Marcos Steuernagel – Could you mention an example of an instance in which Brecht’s theory had to be reinvented, reevaluated because of the differences in context?
Sérgio de Carvalho – In some plays, such as in Saint Joan of the Stockyards, Brecht works with Enlightenment configurations of ideology. Morgan, the great capitalist of the meatpacking industry, quotes Goethe and Schiller while he negotiates over sausages in Chicago. He laments the horrors of the meat industry in the tone of German humanist poetry, in the same movement as he fights his rivals to death and stands on the necks of the butcher workpeople. There you have a specific model: an interaction between a dehumanizing practice and a humanist discourse. In Brecht, it’s not about a simple opposition anymore; it’s an interaction. However, when you look at the history of the Brazilian bourgeoisie, you realize that classical idealism never served the purpose of covering up anything. Even when it was used to justify barbarous actions, the discourse of the defense of freedom and justice was never taken seriously; it was a lettered ornament that juxtaposed the cruel practice. The cultural blurriness of the Brazilian elite is much more intense. The historical oscillation in the development of a bourgeois character in Brazilian elite contributed to make the representation of social conflicts always more smoky, less clear. Here, oppression and the rationale behind it have a different appearance. Therefore, you need to examine this and create different characters. For a bourgeoisie that did not work towards the ideal of autonomy, that did not fully go through industrial revolution, a national revolution, and a democratic revolution—the culture of exploration has a different face. On the other hand, Brazil always reflects the progress of the world: that which worldwide capitalism is becoming. Here deregulation is the norm, the worker has no autonomy to negotiate his workforce, the notion of law and rights is confusing, the inheritance of slavery has not disappeared from the social landscape. And you have to take these things into account. You have to create characters that are more ambiguous, dominations that are more intimate, violences that are more affable, diffused, internalized. At the same time, you have to evaluate the current stage of class struggle, so as to not represent only a theatre of defeat or of social mess. It is crucial to point to the existence, though without illusions, of opposition attempts that take place through organized politics.
Marcos Steuernagel – In Latão’s history you have both staged plays by Brecht plays and created plays inspired by issues raised by Brecht. What is the difference between these two approaches?

****************

- _REQUIRED TASK A_
From the Brecht interview, write out again the part that opens with the words "Marcos Steuernagel – Could" and closes with "differences in context?", substituting "setting" for "context".
- _REQUIRED TASK B_
Resume the interview about Brecht from where it stops.

****************

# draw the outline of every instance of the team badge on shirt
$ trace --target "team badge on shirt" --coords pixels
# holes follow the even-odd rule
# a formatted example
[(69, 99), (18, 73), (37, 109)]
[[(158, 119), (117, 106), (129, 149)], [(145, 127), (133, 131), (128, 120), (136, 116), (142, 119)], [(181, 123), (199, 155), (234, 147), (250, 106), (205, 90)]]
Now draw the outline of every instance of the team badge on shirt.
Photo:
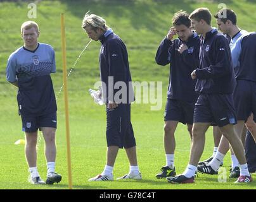
[(194, 51), (194, 47), (191, 47), (189, 49), (188, 49), (188, 53), (192, 53)]
[(39, 59), (38, 59), (38, 56), (37, 55), (32, 56), (32, 60), (35, 65), (38, 65), (38, 64), (39, 64)]
[(209, 50), (209, 49), (210, 49), (210, 45), (207, 45), (206, 46), (206, 48), (205, 48), (205, 51), (206, 51), (206, 52), (208, 52), (208, 51)]
[(30, 128), (31, 122), (27, 122), (27, 128)]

****************

- _EXERCISE RESULT A_
Marcos Steuernagel – Could you mention an example of an instance in which Brecht’s theory had to be reinvented, reevaluated because of the differences in setting?

- _EXERCISE RESULT B_
Sérgio de Carvalho – When we work with one of Brecht’s own plays we have to interfere in it, in order to keep the Brechtian project active through the strength of its dialectics. One example: The Caucasian Chalk Circle is a play in which the prologue illuminates the parable of the “true mother” that follows it. It is a prologue that takes place in the Soviet Union, regarding the fight over land between two different peasant groups. Now, the Soviet experience is no longer in our field of reference, and we are not, obviously, in Brecht’s post-war moment. So we had to rewrite the play, and we created a new prologue. It is important to keep the debate about the right to property and to keep the format of a legal assembly. By doing this, although through a different narrative outcome, some of the original questions are recreated: How are land ownership rights defined? Would it be possible to have a collective juridical system in which decisions are taken by consensus, and not mediated by a judge? What would a socialist perspective on the use of land be? These are questions Brecht’s prologue asks. They reappear through a film portraying a relationship between a MST peasant theatre group and us. The Latão actors and the peasants work together on Brecht’s text. Our staging began with this film. It showed practical theatre exercises and debates, somewhere between fiction and documentary, in which the very themes of Brecht’s play were discussed in a different form. By refusing to do the prologue, we in fact revitalized and actualized it in an even more radical way.
Marcos Steuernagel – Is the purpose of Latão’s political relationship with MST to improve, to interfere, or to relate in some way to MST itself, or is it to give them visibility? What is the political intervention that happens when you work specifically with them, instead of just creating work about them?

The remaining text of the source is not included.